TAREFA PROPOSTA
Por favor, dê sequência ao relato da Sessão 7 sobre a perspectiva construtivista, começando logo após a última frase apresentada.

━━━━━ FONTE

Este blog visa reunir textos e comentários dos alunos da disciplina Sociologia da Ciência e da Técnica, oferecida no segundo semestre de 2010 no Programa de Pós-Graduação em Sociologia da UFSC, sob a coordenação da Profª Tamara Benakouche. A disciplina tem como objetivo analisar a produção da ciência e a inovação tecnológica como elementos centrais para o entendimento da dinâmica social moderna. Nesse sentido, visará o estudo de questões teóricas - colocadas por autores clássicos e contemporâneos - e práticas, postas por processos sócio-políticos mais recentes. Adotando a perspectiva construtivista, procurará desenvolver uma crítica a análises que sustentam a natureza apolítica da pesquisa científica e o determinismo da técnica, resgatando a importância de novas formas de cidadania científica e das redes sociotécnicas.

quarta-feira, 13 de outubro de 2010

Relatos da Sessão 7 - 6/10/2010

Relatos da Sessão 7 - Tema: A perspectiva construtivista ou sociotécnica

Por Manuel Franco Avellenada

A aula esteve dividida em três partes, assim: na primeira parte, retomaram-se algumas questões sobre a sessão anterior relacionadas com a linguagem; neste sentido, se mencionou a importância do estudo da linguagem na ciência e se referenciaram os trabalhos de Austin. De outro lado, fizeram-se rápidas apresentações sobre atividades realizadas pelos integrantes do grupo que não estiveram na sessão anterior, situação que levou à descrição rápida das propostas de ciência pós-normal, de Silvio Funtowicz, e de sistema-mundo, de Immanuel Wallerstein.

Na segunda parte, se começou com a apresentação de alguns dados biográficos sobre os autores do texto proposto para a aula, a saber: Trevor Pinch, que é professor do Departamento de Sociologia da Universidade de Cornell, e atualmente trabalha sobre as tecnologias da música; e Wiebe E. Bijker, que é professor da Universidade de Maastricht, na Holanda, e tem trabalhando em diferentes temas, tais como, o desenvolvimento da bicicleta, o desenvolvimento das lâmpadas fluorescentes, entre outros. Foram ainda apresentados alguns dados biográficos de Thomas Hughes – co-organizador da coletânea onde a versão original do artigo estudado foi publicada – que é professor emérito da universidade de Pennsylvania e tem um livro muito importante sobre os sistemas tecnológicos – “Networks of Power: Electrification in Western Society, 1880-1930” – o qual mostra os conflitos e os interesses envolvidos na construção do sistema de geração e distribuição de energia elétrica nos EUA e na Europa.

━━━━━━━━━━
━━━━━ ENTRADAS

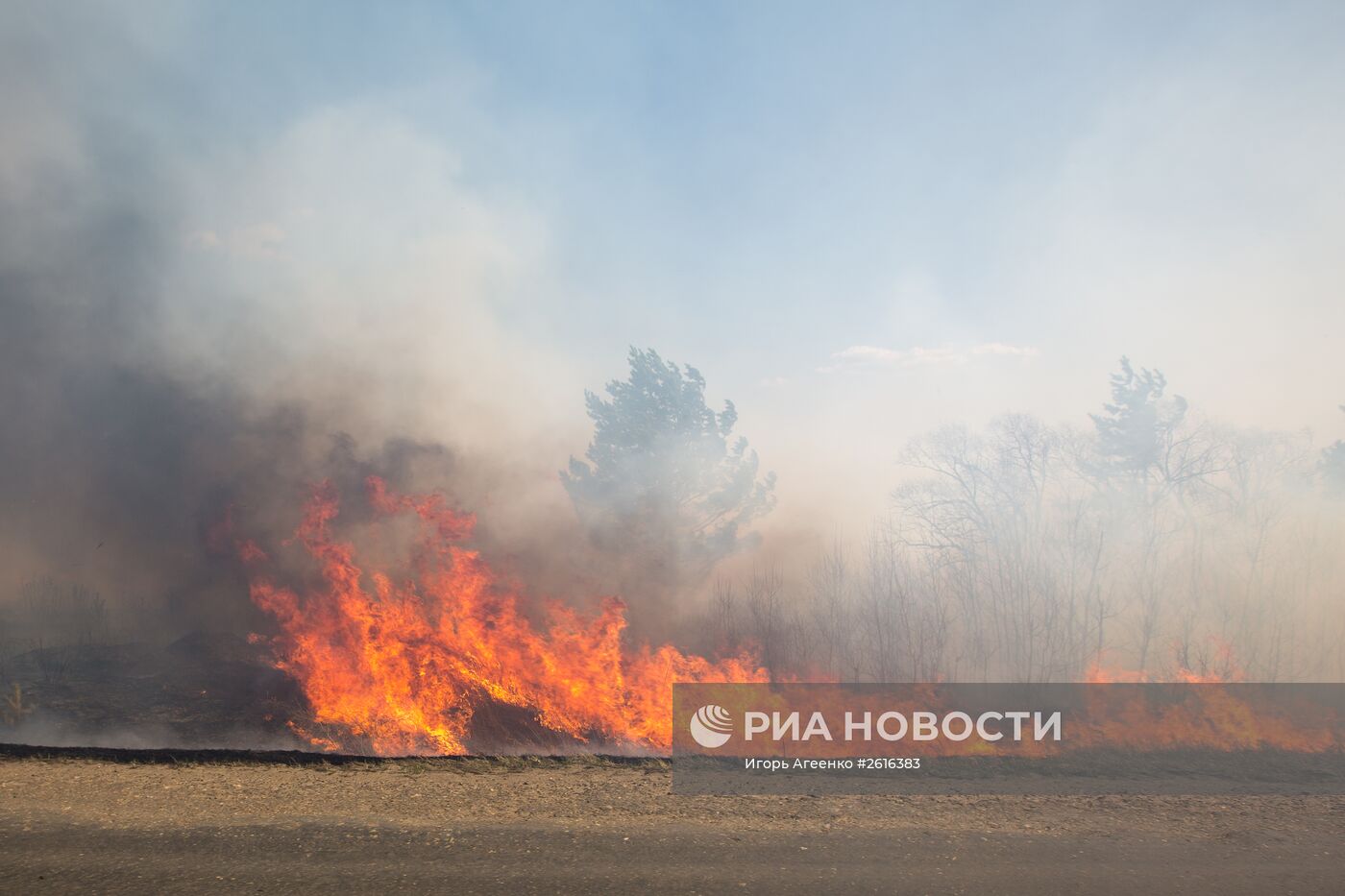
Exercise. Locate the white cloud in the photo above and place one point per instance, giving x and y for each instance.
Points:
(874, 356)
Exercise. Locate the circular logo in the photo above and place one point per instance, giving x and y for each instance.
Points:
(712, 727)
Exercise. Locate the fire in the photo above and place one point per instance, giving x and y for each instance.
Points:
(405, 665)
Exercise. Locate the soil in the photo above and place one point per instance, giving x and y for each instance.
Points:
(71, 824)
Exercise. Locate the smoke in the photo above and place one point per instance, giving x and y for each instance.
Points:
(192, 336)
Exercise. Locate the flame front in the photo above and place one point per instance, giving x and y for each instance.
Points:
(406, 665)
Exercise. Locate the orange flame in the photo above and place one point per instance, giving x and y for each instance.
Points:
(406, 665)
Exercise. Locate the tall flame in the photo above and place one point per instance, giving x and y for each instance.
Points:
(406, 664)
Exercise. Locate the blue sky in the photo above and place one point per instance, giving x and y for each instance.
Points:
(860, 221)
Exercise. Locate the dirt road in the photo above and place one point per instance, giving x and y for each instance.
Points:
(585, 826)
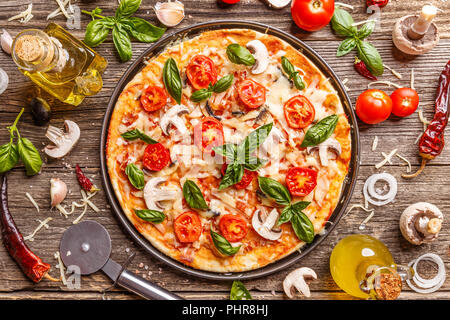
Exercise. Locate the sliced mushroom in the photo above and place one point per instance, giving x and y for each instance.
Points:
(297, 280)
(421, 223)
(264, 226)
(172, 117)
(63, 141)
(259, 51)
(329, 144)
(153, 195)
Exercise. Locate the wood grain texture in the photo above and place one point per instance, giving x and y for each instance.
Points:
(432, 186)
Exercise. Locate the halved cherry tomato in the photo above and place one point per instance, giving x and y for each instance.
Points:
(301, 181)
(201, 71)
(233, 227)
(404, 102)
(312, 15)
(373, 106)
(252, 94)
(208, 134)
(299, 112)
(153, 98)
(156, 157)
(247, 178)
(188, 227)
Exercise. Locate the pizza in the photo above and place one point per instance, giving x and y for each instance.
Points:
(228, 151)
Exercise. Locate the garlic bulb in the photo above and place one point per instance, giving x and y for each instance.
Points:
(169, 13)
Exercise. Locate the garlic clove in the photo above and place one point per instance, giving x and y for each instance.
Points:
(6, 41)
(169, 13)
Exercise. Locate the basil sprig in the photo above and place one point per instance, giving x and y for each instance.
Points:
(223, 245)
(320, 132)
(154, 216)
(220, 86)
(172, 79)
(292, 212)
(240, 55)
(135, 176)
(239, 291)
(293, 75)
(138, 134)
(123, 26)
(193, 195)
(342, 24)
(10, 153)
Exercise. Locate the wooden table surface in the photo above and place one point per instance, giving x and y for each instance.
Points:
(433, 185)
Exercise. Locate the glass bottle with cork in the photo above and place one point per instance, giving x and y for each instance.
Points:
(59, 63)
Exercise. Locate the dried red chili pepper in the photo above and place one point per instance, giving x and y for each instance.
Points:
(84, 181)
(31, 264)
(432, 141)
(361, 67)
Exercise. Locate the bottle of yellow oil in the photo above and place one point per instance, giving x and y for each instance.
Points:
(59, 63)
(363, 267)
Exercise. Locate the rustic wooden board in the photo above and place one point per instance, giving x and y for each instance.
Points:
(432, 186)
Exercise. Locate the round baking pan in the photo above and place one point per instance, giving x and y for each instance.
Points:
(348, 185)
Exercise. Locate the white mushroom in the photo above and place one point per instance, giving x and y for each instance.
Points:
(264, 226)
(63, 141)
(259, 51)
(297, 280)
(172, 117)
(421, 223)
(153, 194)
(329, 144)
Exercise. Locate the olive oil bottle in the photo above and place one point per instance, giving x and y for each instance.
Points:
(59, 63)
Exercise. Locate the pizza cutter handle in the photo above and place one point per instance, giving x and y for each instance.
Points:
(144, 288)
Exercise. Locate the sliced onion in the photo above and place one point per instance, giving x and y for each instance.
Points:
(370, 193)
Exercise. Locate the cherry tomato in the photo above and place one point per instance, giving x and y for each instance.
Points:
(156, 157)
(188, 227)
(252, 94)
(208, 134)
(247, 178)
(373, 106)
(404, 102)
(301, 181)
(201, 71)
(153, 98)
(312, 15)
(233, 227)
(299, 112)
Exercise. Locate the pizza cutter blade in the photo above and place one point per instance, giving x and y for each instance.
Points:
(87, 245)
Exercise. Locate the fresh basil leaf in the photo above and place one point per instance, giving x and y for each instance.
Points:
(346, 46)
(122, 43)
(29, 156)
(154, 216)
(141, 29)
(135, 176)
(97, 31)
(239, 291)
(275, 190)
(223, 83)
(233, 175)
(222, 244)
(369, 54)
(240, 55)
(127, 8)
(9, 156)
(303, 227)
(172, 79)
(342, 23)
(193, 196)
(320, 132)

━━━━━━━━━━

RESPOSTA
Especificamente relacionado com o texto, discutiram-se os elementos principais da metodologia de análise proposta, a qual reconhece a construção social da tecnologia como um modelo complexo, opondo-se ao modelo linear de inovação, baseado na idéia que se parte da ciência básica e se segue uma linha de desenvolvimentos aplicados até se chegar à utilização dos artefatos. Neste sentido, estes autores propõem os seguintes conceitos: Grupos sociais relevantes, que são aqueles mais diretamente interessados numa inovação dada; esses com freqüência são difíceis de identificar, mas têm a vantagem de ser uma categoria mais fácil de usar do que a categoria sociedade; Flexibilidade interpretativa, que remete às múltiplas interpretações para os achados científicos; Estabilização e fechamento da caixa preta, que se refere ao momento em que as controvérsias diminuem, pois começa a estabilização de uma idéia/construção de um artefato (movimento que é compartilhado pelos grupos relevantes). para isto joga especial importância a mídia. Além disso foi discutido o conceito de estrutura tecnológica.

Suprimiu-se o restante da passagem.